**TASK INSTRUCTIONS:**
a: From the excerpt on development loans in Asia, translate this sentence into Spanish: "Poorer economies tended to hold onto hard currencies and not roll out infrastructure project investments to ensure build up of foreign currency reserves."
b: Carry on the passage about international development loans in Asia, picking up right after its final sentence.

**EXCERPTED TEXT:**
┌────────

As the loans started pouring into these weak financial systems it manifested bubbles of wealth inequalities. As a result the evident neglect in Asia’s development narrative were public health services, education, water and sanitation, food security and basic social safety nets on wages and pensions. Clearly the pandemic induced ‘hunger’ uprisings are symptomatic of the decades of mismanagement, false development strategies, undermining the poor and the intended promotion of systemic corruption through the state-private capital system.
Going back to international development loans, it needs to be mentioned that most Asian countries have opted to borrow in hard foreign currencies especially the USD and the Euro from the ADB, World Bank, AIIB and bilateral banks such as JICA, JBIC, CDB and others. As the economies are forced to contract due to the lockdowns the debt service obligations are now facing steep currency depreciations. The currency crisis is exacerbating everyday, and with falling prices of fossil fuels this will further deepen the stake into the economy. The state response will be a rise in inflation, and increase of local currency in the money supply, with a dry foreign reserve the potential for a defaulting economy is very very high. Consequently, the AIIB in a recent report on Asia’s infrastructure outlook cited that foreign currency loans in themselves are attractive and end up as a key issue for stalled projects. Poorer economies tended to hold onto hard currencies and not roll out infrastructure project investments to ensure build up of foreign currency reserves. This often delays the inevitable, as this measure to strengthen local currency is often short term, and continues to accrue interest in loan payments in the long run without any movement in spending in the real economy.

└────────

**INFORMATION PROVIDED:**
┌────────

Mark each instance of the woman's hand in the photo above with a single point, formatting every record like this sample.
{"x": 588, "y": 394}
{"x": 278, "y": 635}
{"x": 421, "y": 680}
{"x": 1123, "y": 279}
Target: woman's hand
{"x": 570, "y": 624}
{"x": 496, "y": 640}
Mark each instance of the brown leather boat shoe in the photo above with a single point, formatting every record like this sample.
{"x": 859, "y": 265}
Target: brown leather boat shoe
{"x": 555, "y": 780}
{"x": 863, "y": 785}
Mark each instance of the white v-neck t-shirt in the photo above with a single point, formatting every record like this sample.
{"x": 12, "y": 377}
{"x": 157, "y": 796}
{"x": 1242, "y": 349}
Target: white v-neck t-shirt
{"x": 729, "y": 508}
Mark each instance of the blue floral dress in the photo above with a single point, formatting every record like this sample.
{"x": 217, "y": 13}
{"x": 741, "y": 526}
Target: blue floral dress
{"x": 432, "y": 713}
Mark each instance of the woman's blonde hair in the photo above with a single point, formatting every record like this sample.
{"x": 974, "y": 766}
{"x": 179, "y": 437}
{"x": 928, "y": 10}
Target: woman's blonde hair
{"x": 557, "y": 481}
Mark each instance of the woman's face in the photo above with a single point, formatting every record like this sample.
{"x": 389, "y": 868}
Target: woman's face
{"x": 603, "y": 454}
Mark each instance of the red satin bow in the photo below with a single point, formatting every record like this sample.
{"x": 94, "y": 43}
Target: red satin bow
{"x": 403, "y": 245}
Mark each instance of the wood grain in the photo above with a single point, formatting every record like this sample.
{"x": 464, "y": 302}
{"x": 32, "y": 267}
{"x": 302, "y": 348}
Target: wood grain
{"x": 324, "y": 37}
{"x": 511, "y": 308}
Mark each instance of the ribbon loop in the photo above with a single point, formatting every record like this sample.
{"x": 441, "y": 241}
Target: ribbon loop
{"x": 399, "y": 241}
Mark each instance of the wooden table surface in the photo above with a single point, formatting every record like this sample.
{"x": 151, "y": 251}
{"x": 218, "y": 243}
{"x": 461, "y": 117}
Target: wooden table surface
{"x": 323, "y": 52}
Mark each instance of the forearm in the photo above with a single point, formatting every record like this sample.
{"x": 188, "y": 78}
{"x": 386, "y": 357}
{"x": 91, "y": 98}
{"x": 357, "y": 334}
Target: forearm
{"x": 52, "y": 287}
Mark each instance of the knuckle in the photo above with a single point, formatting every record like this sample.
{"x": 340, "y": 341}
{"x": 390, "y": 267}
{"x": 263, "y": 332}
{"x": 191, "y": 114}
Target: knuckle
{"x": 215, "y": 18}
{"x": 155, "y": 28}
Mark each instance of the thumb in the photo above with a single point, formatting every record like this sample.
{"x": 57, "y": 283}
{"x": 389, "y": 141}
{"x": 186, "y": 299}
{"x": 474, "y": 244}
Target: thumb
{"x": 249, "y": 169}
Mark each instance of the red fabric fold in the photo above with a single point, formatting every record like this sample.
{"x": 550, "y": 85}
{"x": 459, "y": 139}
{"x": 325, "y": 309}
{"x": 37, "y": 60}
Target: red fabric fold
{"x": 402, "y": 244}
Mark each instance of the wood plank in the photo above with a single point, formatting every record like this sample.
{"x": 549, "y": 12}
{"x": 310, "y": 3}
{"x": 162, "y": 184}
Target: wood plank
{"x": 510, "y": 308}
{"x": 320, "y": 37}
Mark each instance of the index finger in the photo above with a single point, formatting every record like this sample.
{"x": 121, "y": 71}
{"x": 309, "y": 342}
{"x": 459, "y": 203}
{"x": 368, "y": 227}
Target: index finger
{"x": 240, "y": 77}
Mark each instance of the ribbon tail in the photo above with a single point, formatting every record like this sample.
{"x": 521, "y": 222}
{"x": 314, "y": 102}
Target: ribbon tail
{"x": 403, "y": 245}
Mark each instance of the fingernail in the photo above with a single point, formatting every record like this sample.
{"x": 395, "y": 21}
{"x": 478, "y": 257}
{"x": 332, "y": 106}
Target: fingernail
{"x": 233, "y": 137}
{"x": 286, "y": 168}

└────────

**RESULTS IN ORDER:**
a: Las economías más pobres tendían a retener las divisas fuertes y a no poner en marcha inversiones en proyectos de infraestructura para asegurar la acumulación de reservas de divisas.

b:
This line of the argument tends to promote the idea that lower income countries in times of economic strain (with low foreign reserves and rising inflation) sometimes tend to also augment fiscal deficits with international development project loans. In other words big dollar loans are used by lower income countries to address national budget shortfalls, this often leads to balance sheet mismatches, over invoicing of procurements, which further lead to stranded assets and short term wealth bubbles. All of which are often untracked due to weak banking regulations and poor monitoring frameworks.
Public Risk in Mega Infrastructure Financing
The mega infrastructure solution has not yielded the desired economic returns and had furthered environmental and social destruction in Asia. Civil society movements globally have argued over base load energy investments on coal, big hydro and fossil fuel, leading to deepening corruption, rising climate risk and widening debt GDP ratios. Over the last decade the MDBs have focused on private sector led project financing, which often had commercial goals over development goals, this is quite telling of ADBs new Strategy 2030 which has a committed chapter for unlocking private capital in infrastructure investment.
Thus what we see in terms of project financing selection is commercial priority given to gas pipelines in Azerbaijan, export-processing zones in Myanmar, and massive investments in trans boundary connectivity road projects in Central Asia and South Asia. What is left often undermined is the small-scale road project linking the village to the hospital as it is deemed as a ‘non-bankable’ investment. COVID-19 has exposed the dire need for a long-term plan for public health infrastructure, unfortunately with abundance of credit lines over the past decades there were no meaningful investments made in this sector.